» PROVIDED TEXT

···

According to data acquired and calculated by Finbold, as of December 2022, the top ten richest Indian individuals controlled a fortune of $387 billion (₹31.64 trillion). The sum is equivalent to 11.16% of the country’s estimated Gross Domestic Product (GDP) of $3.47 trillion, as projected by the International Monetary Fund (IMF) in October 2022.

A breakdown of the wealthy individuals indicates that Gautam Adani of Adani Enterprises is India’s wealthiest person with a net worth of $132.79 billion, followed by Reliance’s Mukesh Ambani at $96.50 billion, while Cyrus Poonawalla ranks third at $24.88 billion. Shiv Nadar and Radhakishan Damani occupy the fourth and fifth spots at $22.58 billion and $21.25 billion, respectively.

Implication of India’s few wealthy individuals

The high level of wealth inequality in India has raised concerns in the past as it threatens to undermine the country’s social and economic progress. Notably, the unbalanced nature can have adverse effects such as reduced social mobility and political instability. It can also be detrimental to economic growth, discouraging investment and entrepreneurship among the poor, who need more access to the resources necessary to start or grow a business.

Indeed, the growing wealth inequality in India has yet to make it to the policy table, with economic growth taking the limelight.

Despite the imbalance, the Indian government, in a previous survey, acknowledged that there is a need to focus on economic growth to reduce poverty, even if it increases inequality. The government believes the gap will be reduced as growth is realized.

Causes of India’s wealth gap

Overall, India’s gap in wealth can be attributed to several factors, such as the existence of a regressive tax system. In this case, the country’s most prosperous are paying lower taxes backed by specific government policies that are considered beneficial to the rich.

Elsewhere the unemployment scourge is still affecting India, with a majority of the workforce in the informal sector that has long been characterized by low wages, poor working conditions, and a lack of social protection. This makes it difficult for workers to save and invest in education or small businesses, leading to a lack of economic mobility. At the same time, the privatization of essential services like education and healthcare makes them effectively more expensive for the lower-income groups making them unable to save.

···

» STORED DATA
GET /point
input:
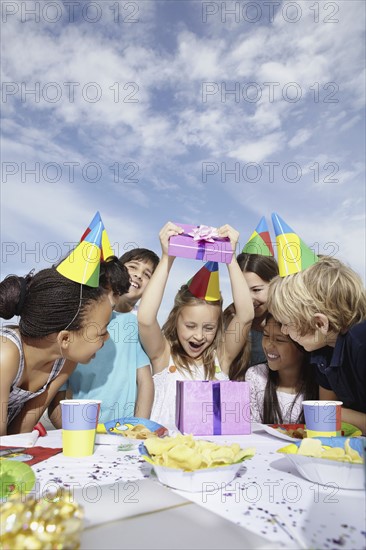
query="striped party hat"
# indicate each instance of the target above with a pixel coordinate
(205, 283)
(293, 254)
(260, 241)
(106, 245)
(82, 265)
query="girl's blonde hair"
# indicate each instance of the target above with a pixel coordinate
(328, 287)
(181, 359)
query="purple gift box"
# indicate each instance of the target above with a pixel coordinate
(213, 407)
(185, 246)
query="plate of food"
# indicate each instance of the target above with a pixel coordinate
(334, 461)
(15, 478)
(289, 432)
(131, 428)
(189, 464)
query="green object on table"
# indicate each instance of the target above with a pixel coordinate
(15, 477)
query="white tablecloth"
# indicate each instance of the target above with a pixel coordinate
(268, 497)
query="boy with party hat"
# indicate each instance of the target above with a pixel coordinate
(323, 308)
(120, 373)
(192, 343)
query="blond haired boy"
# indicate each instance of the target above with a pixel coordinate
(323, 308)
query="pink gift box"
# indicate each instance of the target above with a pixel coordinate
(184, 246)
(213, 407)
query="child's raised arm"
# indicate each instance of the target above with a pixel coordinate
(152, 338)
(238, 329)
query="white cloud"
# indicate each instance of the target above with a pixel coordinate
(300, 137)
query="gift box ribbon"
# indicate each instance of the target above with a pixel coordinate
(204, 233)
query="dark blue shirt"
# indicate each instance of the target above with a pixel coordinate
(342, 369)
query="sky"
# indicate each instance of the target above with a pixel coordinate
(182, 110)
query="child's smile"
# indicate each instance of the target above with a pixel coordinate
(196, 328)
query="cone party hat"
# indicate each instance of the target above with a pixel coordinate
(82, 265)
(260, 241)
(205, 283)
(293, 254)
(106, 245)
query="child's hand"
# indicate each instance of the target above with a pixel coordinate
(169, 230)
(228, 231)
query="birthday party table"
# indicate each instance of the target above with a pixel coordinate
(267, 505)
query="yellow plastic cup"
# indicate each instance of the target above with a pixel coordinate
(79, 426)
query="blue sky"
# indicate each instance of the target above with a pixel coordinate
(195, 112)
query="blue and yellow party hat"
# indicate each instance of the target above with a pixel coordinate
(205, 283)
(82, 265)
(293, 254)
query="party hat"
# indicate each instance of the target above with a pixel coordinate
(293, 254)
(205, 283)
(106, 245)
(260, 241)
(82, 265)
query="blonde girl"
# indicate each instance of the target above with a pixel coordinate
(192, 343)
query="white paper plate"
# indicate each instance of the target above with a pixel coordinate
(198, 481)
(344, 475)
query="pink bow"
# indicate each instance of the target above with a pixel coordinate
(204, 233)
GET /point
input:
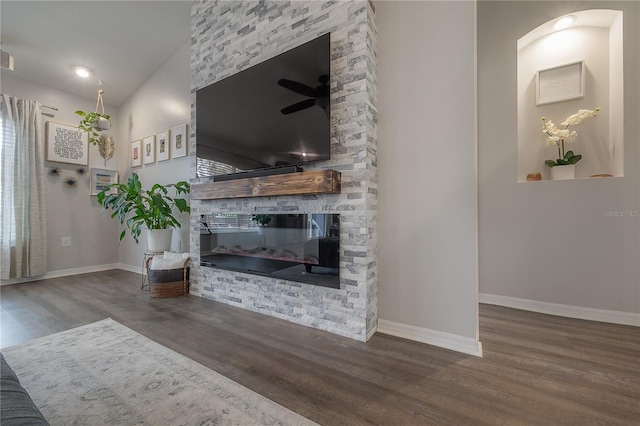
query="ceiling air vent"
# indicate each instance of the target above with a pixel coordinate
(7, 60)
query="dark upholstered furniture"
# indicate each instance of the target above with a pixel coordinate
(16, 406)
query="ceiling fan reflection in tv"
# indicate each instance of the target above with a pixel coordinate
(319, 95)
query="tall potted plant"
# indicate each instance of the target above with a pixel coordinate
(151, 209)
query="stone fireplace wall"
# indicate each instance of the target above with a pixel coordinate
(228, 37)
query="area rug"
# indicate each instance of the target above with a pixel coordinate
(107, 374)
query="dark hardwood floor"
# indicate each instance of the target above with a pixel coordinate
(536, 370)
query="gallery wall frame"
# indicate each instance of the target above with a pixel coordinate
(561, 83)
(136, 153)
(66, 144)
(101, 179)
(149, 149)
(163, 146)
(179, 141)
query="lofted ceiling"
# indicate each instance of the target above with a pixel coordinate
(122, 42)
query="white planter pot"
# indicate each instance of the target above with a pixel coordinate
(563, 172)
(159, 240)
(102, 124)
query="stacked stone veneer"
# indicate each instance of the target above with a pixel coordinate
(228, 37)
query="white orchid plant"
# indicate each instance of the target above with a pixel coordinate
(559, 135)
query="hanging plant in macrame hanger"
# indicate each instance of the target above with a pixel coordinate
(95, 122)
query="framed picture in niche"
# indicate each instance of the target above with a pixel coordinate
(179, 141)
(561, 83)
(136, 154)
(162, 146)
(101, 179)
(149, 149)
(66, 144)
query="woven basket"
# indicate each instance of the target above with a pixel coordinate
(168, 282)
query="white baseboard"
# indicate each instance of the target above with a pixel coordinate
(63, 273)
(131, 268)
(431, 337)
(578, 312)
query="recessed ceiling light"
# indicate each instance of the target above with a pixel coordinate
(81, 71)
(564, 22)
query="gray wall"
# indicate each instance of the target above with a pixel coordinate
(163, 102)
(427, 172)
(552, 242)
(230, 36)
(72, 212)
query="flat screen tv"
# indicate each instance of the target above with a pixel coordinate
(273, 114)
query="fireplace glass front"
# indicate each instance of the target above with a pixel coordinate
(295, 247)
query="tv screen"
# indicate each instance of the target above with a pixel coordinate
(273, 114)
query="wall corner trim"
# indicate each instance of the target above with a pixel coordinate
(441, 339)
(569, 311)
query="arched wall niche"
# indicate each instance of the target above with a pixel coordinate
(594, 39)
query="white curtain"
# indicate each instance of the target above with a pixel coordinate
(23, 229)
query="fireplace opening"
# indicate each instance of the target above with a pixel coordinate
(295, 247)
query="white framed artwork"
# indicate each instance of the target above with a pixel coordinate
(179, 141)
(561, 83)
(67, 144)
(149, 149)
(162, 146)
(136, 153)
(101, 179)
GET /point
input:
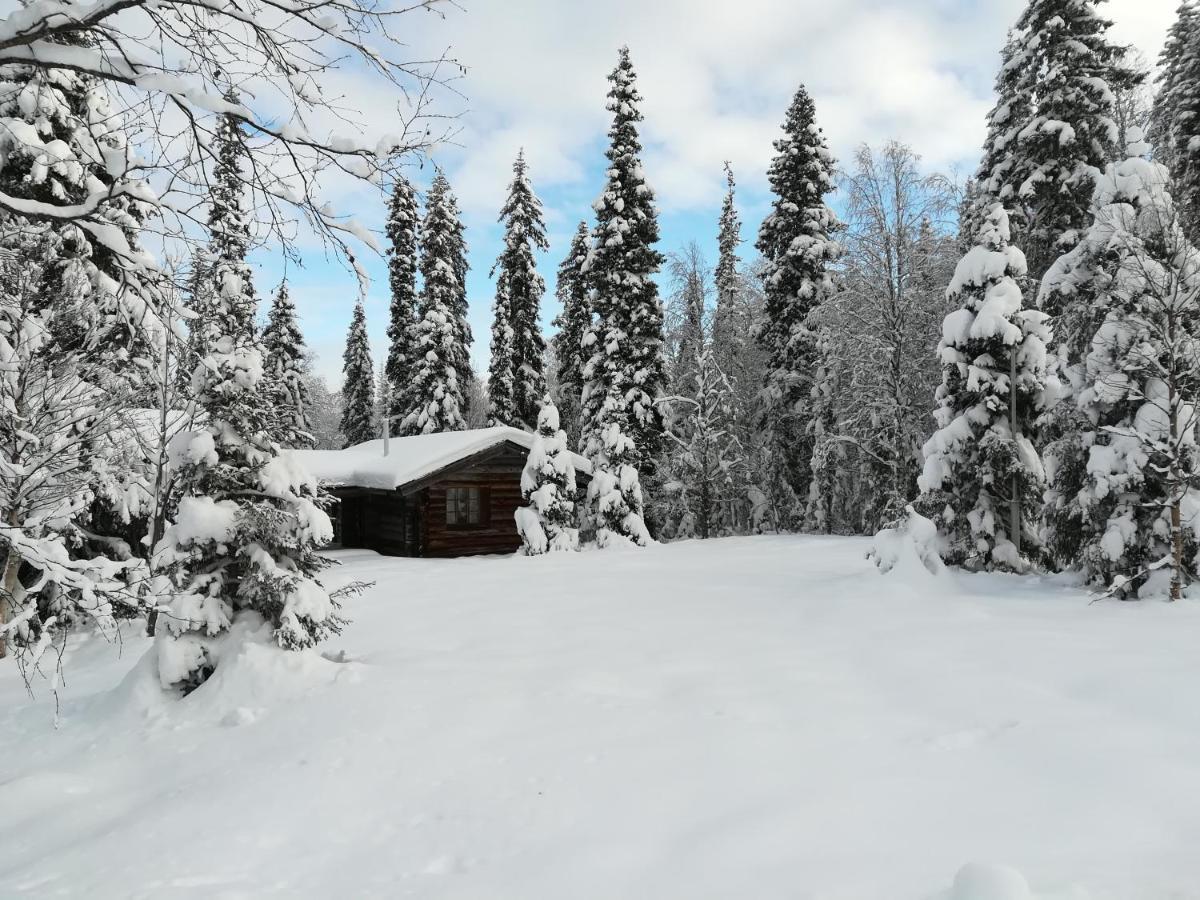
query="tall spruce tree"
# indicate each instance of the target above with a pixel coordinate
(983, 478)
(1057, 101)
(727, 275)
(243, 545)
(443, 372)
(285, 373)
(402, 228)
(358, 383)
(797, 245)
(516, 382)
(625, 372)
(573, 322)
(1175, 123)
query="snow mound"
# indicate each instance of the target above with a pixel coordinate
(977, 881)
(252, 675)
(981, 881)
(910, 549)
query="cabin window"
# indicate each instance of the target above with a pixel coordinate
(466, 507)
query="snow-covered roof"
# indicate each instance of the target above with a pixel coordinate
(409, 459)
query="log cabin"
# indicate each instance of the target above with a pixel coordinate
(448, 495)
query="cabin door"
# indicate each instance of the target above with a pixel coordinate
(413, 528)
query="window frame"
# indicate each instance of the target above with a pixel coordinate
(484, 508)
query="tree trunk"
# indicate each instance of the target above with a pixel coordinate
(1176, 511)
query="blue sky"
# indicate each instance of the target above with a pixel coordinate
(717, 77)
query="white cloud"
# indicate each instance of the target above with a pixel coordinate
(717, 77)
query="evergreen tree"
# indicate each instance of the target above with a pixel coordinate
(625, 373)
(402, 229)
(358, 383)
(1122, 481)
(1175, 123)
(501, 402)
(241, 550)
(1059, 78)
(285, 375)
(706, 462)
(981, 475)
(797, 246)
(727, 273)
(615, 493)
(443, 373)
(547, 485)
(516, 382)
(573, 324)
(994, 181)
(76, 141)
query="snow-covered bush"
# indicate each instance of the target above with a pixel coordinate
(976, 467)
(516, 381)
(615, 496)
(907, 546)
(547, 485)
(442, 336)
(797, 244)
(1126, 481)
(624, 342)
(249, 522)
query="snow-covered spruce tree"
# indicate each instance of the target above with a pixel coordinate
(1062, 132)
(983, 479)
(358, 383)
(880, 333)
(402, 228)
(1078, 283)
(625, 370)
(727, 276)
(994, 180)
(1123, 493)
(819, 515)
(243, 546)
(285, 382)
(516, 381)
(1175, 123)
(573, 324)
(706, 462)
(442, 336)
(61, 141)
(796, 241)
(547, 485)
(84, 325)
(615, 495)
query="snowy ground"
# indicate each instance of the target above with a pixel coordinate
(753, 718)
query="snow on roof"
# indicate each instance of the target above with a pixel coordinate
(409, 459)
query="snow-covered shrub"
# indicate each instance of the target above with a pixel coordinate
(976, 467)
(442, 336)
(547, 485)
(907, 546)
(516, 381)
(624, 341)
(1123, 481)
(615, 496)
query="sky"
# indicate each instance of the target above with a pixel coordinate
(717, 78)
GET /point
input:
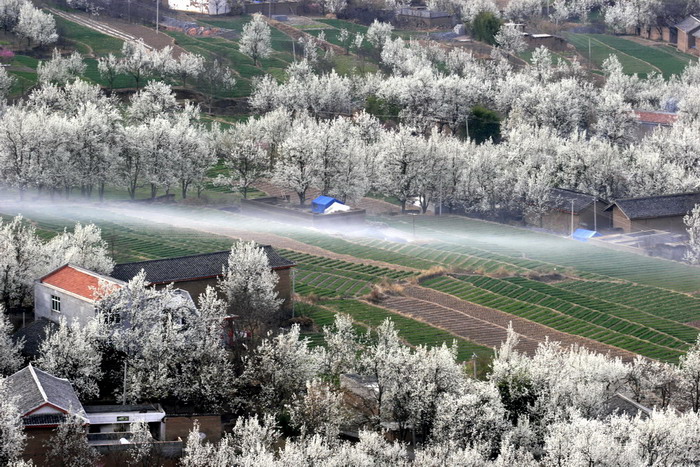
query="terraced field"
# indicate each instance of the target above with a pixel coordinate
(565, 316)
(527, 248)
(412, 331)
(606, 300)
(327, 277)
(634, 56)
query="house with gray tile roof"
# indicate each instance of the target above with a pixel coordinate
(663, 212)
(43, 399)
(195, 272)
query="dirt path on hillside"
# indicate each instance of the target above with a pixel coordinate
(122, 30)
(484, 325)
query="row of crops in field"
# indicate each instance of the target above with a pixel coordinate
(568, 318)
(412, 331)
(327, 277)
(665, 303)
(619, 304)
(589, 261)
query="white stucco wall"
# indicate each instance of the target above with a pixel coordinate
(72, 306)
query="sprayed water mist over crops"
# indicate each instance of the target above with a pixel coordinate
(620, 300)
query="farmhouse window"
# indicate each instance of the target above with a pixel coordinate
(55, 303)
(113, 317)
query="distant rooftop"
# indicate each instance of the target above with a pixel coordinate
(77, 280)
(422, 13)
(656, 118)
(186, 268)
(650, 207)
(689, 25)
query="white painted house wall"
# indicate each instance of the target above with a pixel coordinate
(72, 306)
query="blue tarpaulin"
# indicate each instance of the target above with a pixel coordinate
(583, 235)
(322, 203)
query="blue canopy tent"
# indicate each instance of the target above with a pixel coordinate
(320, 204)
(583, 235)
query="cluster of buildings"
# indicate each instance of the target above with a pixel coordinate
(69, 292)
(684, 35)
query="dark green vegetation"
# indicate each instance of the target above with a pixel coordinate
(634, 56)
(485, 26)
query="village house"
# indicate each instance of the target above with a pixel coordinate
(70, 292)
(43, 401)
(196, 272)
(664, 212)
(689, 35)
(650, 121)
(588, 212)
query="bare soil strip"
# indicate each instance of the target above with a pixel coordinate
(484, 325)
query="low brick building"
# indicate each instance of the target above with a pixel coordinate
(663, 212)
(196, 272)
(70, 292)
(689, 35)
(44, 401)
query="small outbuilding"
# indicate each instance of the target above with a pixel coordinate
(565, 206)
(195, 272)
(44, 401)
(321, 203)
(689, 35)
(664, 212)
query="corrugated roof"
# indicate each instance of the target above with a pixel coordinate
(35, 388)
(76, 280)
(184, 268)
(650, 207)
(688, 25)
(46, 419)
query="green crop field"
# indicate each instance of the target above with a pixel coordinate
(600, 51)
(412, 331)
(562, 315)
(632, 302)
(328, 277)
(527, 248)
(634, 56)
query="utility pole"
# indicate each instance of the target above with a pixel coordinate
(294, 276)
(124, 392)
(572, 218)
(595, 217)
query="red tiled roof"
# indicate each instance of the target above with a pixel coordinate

···

» TASKS AND EXERCISES
**a.** In the article on India's wealth gap, who ranks third among India's richest people, and what is that person's net worth?
**b.** Using the article on India's wealth gap, explain why informal-sector work leaves workers with little economic mobility.
**c.** Extend the article on India's wealth gap, picking up right after its final sentence.

» RESULTS
**a.** Cyrus Poonawalla ranks third, with a net worth of $24.88 billion.

**b.** The informal sector, where most of India's workforce is, has long had low wages, poor working conditions, and no social protection. That makes it hard for workers to save and invest in education or small businesses, so they can't move up economically.

**c.**
Another main driver for the significant gap in India is the growing income gap, where the high-skilled have benefitted more from technological progress than the low-skilled. In this line, the source of wealth is a crucial element in the highlighted gap, with the wealthiest group deriving their fortune from financial market assets and business equity.

Even though the prevailing macroeconomic factors threaten their wealth, possible recovery measures will likely benefit the rich. Furthermore, the poor, do not have the capital to own equities, a factor that explains why the wealth of rich Indians accounts for a high share of the country’s GDP.

India’s wealth inequality amid economic downturn

It is worth noting that the gap has remained relatively higher despite the lingering effects of the coronavirus pandemic. The health crisis took a toll on the economy, richer Indians likely experienced a decline in wealth since their businesses were affected by the economic downturn that has been worsened by prevailing high inflation. Notably, the rate of decline cannot be equated to the poor Indians.

Overall, India’s situation highlights the growing concerns about the global wealth inequality that has seen governments come under pressure to tackle the problem. In this line, countries with great inequality have been called upon to implement progressive initiatives to redistribute wealth. However, supporters of the gap see no cause for alarm since economic opportunities are likely to be impacted significantly.